Clustering with KMeans and AgglomerativeClustering

pandas sklearn numpy seaborn matplotlib

This project is an exercise in unsupervised machine learning. In this exercise, I generate a synthetic data set describing the physical characteristics of a population of 200 individuals. The values of the characteristics are drawn from distributions in a way, such that there are sub-groups of individuals having similar values among some characteristics (e.g. Short-Active individuals have below average height, weight, and heart rate). After data synthesis, K-Means clustering models were fit using various cluster count parameters, in an attempt to recover the original clustering characteristics. Afterwards a hierarchical clustering approach is used to identify clustering behavior.

Data Synthesis

The synthetic data set will consist of 200 individuals with the following characteristics, and default population parameters:

Age in years (mu=45, std=5)
Weight in kg (mu=60, std=3)
Heart rate in bpm (mu=80, std=10)
Height in cm (mu=160, std=10 for females), (mu=170, std=10 for males)
Gender (1:1 female-to-male)

Using these baseline distribution parameters, individuals were synthesized in groups, where some of the characteristic distributions were modified. The following 5 distributions comprise the entire population:

Short-Active

Height, weight, and heart rate below average.

Weight (mu=50, std=3)
Heart rate (mu=45, std=10
Height (mu=130 & 140, std=10)

Tall-Active

Weight and heart rate below average, but height above average.

Weight (mu=49, std=3)
Heart rate (mu=50, std=10
Height (mu=190 & 200, std=10)

Docile-Male

Weight and heart rate above average. All males.

Weight (mu=70, std=3)
Heart rate (mu=116, std=10)
Female fraction = 0.0

Tall-Slender

Height above average, weight below average. Average heart rate.

Weight (mu=51, std=3)
Height (mu=188 & 197, std=10)

Heavy-Active-Female

Weight above average and heart rate below average. All female.

Weight (mu=12+60, std=3)
Heart rate (mu=43, std=10)
Female fraction = 1.0

Note: that there exists significant overlap in characteristics among various groups. For example, Short-Active individuals and Tall-Active individuals have similar weights and heart rates, but differ in height. Also notice that Age is not a discriminating factor for any of the groups.

The total population size is 200 with group sizes: 50 from Short-Active, 70 from Tall-Active, 35 from Docile-Male, 35 from Tall-Slender, and 10 from Heavy-Active-Female.

Here is a random sampling of 15 rows from the population (data.csv).

id	group	age (years)	weight (kg)	heartrate (bpm)	height (cm)	gender
162	Tall-Slender	39	54	73	209	m
120	Docile-Male	39	72	123	156	m
88	Tall-Active	41	48	52	185	f
6	Short-Active	40	48	43	136	m
84	Tall-Active	41	48	37	209	m
145	Docile-Male	41	63	127	153	m
129	Docile-Male	44	62	114	154	m
191	Heavy-Active-Female	45	76	29	170	f
151	Docile-Male	44	67	112	185	m
53	Tall-Active	45	52	70	196	f
93	Tall-Active	43	46	56	196	f
30	Short-Active	52	54	46	149	m
76	Tall-Active	43	46	50	181	f
51	Tall-Active	39	52	64	184	m
3	Short-Active	36	47	50	146	f

Using seaborn, I've created some figures showing distributions of values in the data set.

Provided material:

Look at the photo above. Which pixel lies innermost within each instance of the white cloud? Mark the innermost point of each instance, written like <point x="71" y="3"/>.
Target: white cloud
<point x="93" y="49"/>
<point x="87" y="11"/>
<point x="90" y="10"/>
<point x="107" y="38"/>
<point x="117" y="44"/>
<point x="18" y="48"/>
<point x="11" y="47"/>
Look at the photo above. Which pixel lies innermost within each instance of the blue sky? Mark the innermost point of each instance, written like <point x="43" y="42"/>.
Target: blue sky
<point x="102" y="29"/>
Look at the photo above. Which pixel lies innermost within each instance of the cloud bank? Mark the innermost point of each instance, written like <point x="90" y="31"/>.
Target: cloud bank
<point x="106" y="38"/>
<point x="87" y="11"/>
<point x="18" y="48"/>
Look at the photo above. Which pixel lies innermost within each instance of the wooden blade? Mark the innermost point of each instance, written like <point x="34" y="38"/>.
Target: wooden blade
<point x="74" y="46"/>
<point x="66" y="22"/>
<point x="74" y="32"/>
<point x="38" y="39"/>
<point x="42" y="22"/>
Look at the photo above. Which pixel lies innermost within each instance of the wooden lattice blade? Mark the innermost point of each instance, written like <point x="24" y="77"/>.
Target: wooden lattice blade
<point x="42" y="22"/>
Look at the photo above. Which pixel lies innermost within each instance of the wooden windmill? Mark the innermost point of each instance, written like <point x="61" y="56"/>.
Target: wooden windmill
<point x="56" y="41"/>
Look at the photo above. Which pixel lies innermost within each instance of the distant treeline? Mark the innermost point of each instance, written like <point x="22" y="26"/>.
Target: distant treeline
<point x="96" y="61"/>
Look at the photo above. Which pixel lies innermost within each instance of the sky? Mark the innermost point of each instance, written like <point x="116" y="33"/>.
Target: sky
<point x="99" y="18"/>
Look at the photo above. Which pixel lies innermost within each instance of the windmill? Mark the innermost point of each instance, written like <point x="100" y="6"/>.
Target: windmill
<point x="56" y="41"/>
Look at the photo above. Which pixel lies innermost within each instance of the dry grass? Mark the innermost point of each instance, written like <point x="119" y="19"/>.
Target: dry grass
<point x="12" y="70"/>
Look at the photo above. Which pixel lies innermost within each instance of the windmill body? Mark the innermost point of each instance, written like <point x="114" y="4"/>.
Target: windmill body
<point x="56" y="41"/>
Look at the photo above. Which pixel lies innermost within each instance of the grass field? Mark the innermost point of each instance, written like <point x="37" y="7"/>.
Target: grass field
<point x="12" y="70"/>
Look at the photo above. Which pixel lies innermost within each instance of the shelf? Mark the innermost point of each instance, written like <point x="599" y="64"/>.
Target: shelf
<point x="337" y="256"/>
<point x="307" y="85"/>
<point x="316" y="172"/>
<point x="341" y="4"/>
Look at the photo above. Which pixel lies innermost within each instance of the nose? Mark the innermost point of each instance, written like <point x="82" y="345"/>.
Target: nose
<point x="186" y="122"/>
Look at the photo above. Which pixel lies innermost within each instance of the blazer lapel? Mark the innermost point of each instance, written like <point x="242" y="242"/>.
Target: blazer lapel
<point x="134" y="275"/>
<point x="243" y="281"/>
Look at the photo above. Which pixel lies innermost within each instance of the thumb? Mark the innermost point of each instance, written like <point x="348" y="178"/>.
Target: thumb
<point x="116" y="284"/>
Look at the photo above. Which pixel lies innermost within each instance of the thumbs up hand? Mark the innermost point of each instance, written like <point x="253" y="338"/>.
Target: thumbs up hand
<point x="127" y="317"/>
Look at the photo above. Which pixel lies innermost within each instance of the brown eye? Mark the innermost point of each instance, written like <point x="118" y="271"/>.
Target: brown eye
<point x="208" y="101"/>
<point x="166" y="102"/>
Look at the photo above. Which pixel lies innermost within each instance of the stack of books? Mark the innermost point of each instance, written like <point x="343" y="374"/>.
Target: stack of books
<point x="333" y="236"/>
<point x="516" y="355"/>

Instructions:
[a] Reproduce verbatim the passage of the clustering write-up from "Note: that there" up to and including "of the groups.".
[b] Name every population group that the clustering write-up uses to build its synthetic data set.

Exercise solutions:
[a]
Note: that there exists significant overlap in characteristics among various groups. For example, Short-Active individuals and Tall-Active individuals have similar weights and heart rates, but differ in height. Also notice that Age is not a discriminating factor for any of the groups.

[b]
Short-Active
Tall-Active
Docile-Male
Tall-Slender
Heavy-Active-Female